═══ TASK MATERIAL ═══

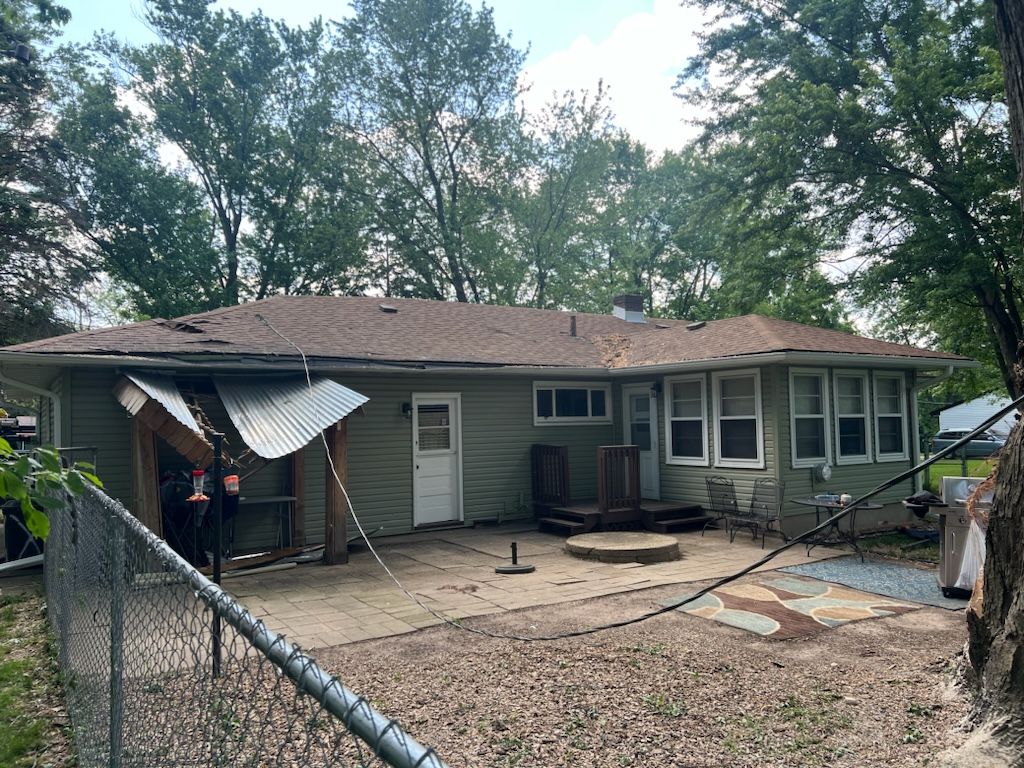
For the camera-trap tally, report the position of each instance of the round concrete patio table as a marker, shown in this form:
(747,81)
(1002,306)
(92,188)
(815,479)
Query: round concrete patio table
(624,546)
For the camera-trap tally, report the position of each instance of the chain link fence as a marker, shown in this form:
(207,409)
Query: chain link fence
(162,668)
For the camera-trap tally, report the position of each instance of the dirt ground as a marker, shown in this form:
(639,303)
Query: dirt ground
(676,690)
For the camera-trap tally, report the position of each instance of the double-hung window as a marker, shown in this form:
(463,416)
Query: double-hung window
(809,417)
(569,402)
(738,429)
(685,409)
(890,417)
(853,434)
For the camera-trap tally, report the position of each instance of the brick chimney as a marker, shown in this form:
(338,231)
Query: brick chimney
(629,306)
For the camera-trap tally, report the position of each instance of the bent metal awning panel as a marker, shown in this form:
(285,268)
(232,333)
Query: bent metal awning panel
(165,391)
(279,416)
(156,401)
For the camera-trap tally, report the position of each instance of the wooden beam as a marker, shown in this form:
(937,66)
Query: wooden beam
(299,492)
(335,534)
(145,483)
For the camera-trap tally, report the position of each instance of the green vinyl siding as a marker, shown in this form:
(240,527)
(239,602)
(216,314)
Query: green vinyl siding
(94,419)
(498,431)
(847,478)
(688,483)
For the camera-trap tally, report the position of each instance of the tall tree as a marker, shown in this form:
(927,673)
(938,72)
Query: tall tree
(886,117)
(238,109)
(556,212)
(39,270)
(148,225)
(430,96)
(996,634)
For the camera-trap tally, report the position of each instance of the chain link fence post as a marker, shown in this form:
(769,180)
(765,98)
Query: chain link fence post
(118,564)
(162,668)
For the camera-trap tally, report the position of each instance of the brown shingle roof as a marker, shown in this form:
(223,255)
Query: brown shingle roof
(750,334)
(356,329)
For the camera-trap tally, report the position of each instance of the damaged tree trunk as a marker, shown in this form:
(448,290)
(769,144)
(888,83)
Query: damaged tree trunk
(996,635)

═══

DO THIS: Copy exactly the lines above, from the one containing "of the brick" through the very last line.

SOLUTION TO THE PROBLEM:
For the camera-trap tally, report the position of each instance of the brick chimney as a marker, shown in this form:
(338,231)
Query: brick chimney
(629,306)
For the camera-trap tally, report the position of each instance of the bent metal awning panel as a marker, shown in this form:
(285,268)
(232,333)
Query: bent metal awning panel
(165,391)
(279,416)
(156,401)
For the camera-trap tally, report the position of each instance of the wooden beam as a marker, shown in this form:
(937,66)
Query: wooden beam
(299,492)
(335,534)
(145,483)
For the camera-trap tally, report the position of each instance of the green vinyl siding as a marker, shown in this form:
(240,527)
(239,602)
(216,314)
Query: green vinyl siding
(94,419)
(498,431)
(847,478)
(688,483)
For the camera-trap tally, report the position of each instance of the tall tree as a marker, shown in this form:
(927,673)
(938,72)
Query: tall tree
(886,117)
(238,109)
(556,212)
(39,270)
(148,225)
(430,96)
(996,634)
For the camera-trap tally, report the position of each instance of the chain link fence post as a marker, shown in this form:
(769,180)
(765,98)
Query: chain link fence post
(118,564)
(162,668)
For the camera-trap tally, report the position of each instance of the brown shingle roof as a marker, shown in this form:
(223,255)
Query: brown shingle roof
(750,334)
(356,329)
For the camera-trap tally, report the position of each instance of the damaged tree trunk as a marker, shown in this form:
(448,290)
(769,144)
(888,83)
Query: damaged tree trunk
(996,635)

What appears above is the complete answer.